===== DATASET =====

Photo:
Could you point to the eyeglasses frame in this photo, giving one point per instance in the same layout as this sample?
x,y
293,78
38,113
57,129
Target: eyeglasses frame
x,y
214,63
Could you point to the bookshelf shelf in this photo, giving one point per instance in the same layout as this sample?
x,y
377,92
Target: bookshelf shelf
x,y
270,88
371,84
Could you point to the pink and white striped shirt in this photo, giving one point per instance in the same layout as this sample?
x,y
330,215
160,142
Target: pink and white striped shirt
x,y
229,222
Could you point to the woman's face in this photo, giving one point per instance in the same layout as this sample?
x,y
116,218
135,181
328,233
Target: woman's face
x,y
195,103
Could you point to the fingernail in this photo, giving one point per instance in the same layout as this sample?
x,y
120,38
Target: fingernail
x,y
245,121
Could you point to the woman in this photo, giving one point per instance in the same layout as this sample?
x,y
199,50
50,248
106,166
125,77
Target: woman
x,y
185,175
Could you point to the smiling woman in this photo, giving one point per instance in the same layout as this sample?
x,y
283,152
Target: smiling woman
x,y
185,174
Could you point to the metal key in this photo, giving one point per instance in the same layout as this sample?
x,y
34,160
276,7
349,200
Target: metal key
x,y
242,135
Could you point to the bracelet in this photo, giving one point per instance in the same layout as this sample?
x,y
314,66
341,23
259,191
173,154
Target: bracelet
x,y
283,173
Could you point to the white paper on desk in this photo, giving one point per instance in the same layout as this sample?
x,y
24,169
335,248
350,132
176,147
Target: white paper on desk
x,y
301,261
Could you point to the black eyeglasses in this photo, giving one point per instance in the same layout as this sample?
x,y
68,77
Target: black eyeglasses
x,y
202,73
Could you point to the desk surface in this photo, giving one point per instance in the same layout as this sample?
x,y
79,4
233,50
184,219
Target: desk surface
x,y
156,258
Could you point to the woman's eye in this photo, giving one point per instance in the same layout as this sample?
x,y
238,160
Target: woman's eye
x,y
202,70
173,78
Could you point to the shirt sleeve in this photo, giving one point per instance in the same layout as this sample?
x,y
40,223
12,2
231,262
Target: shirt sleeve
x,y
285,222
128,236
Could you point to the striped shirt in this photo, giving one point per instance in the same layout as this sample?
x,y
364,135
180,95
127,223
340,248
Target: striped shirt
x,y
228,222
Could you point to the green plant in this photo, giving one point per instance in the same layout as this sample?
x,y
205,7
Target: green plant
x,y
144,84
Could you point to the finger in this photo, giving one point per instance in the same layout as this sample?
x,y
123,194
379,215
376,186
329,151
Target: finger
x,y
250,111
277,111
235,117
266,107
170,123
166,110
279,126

=====

- WHAT IS REQUIRED: Go through the listing and print each line exactly as it appears.

- SOLUTION:
Photo:
Could you point to the eyeglasses frame in this photo, giving one point per instance in the same layout as this sample?
x,y
293,78
38,113
57,129
Target: eyeglasses frame
x,y
214,63
Could you point to the bookshelf shelf in this photo, giving one point per instance in the same layout as this sample?
x,y
377,92
Target: bookshelf shelf
x,y
270,88
371,84
Could you point to the pink and white striped shirt in this photo, giving one point per instance in the same layout as this sample?
x,y
330,215
160,142
Target: pink and white striped shirt
x,y
229,222
Could you point to the woman's face in this photo, giving one point per instance in the same layout as this sample?
x,y
116,218
135,181
328,233
Target: woman's face
x,y
195,103
Could you point to the fingernail in this photo, giving one point per instance in the same layout as this sample?
x,y
120,38
Target: fingernail
x,y
245,121
Could you point to the woman in this photo, giving one point per instance in the same layout as this sample?
x,y
199,50
50,248
106,166
125,77
Target: woman
x,y
185,175
Could you point to the smiling woman in this photo, giving one point per instance in the same layout as this sample?
x,y
283,152
Target: smiling woman
x,y
185,174
Could you point to the metal key in this photo, giving one point per instance in the same layout as this sample?
x,y
34,160
276,7
349,200
Target: metal key
x,y
242,135
Could you point to the bracelet in this photo, giving one point per instance in the same layout as this sample?
x,y
314,66
341,23
259,191
173,154
Target: bracelet
x,y
283,173
Could you point to the white paper on desk in this photo, giving one point per instance in the same layout as this sample?
x,y
24,169
335,248
350,132
176,147
Target: white paper on desk
x,y
301,261
Could you point to the black eyeglasses in this photo, giving one point per instance in the same layout as this sample?
x,y
68,77
Target: black eyeglasses
x,y
202,73
Could you point to the desk surface in this photo, giving one point per instance in the same layout as this sample?
x,y
79,4
233,50
184,219
Target: desk surface
x,y
156,258
Could you point to the woman's eye in this photo, giving one point per instance in the same layout as this sample?
x,y
238,160
Target: woman's eye
x,y
202,70
173,78
Could you point to the shirt sleeve in this photo, giving one point per instance in the same layout as this sample?
x,y
40,223
12,2
231,262
Target: shirt sleeve
x,y
285,222
128,236
Could you point to the striped shirt in this photo, giving one point per instance in the same layout as this sample?
x,y
364,135
180,95
127,223
340,248
Target: striped shirt
x,y
228,222
Could you point to the green plant in this photo, giving one point per instance in the same layout as this sample?
x,y
205,7
Target: green plant
x,y
144,84
Could you point to the finger in this photo, giving one point per instance in the same layout as this sample?
x,y
123,194
379,215
376,186
329,151
Target: finger
x,y
250,111
277,111
235,117
266,107
170,123
166,110
279,126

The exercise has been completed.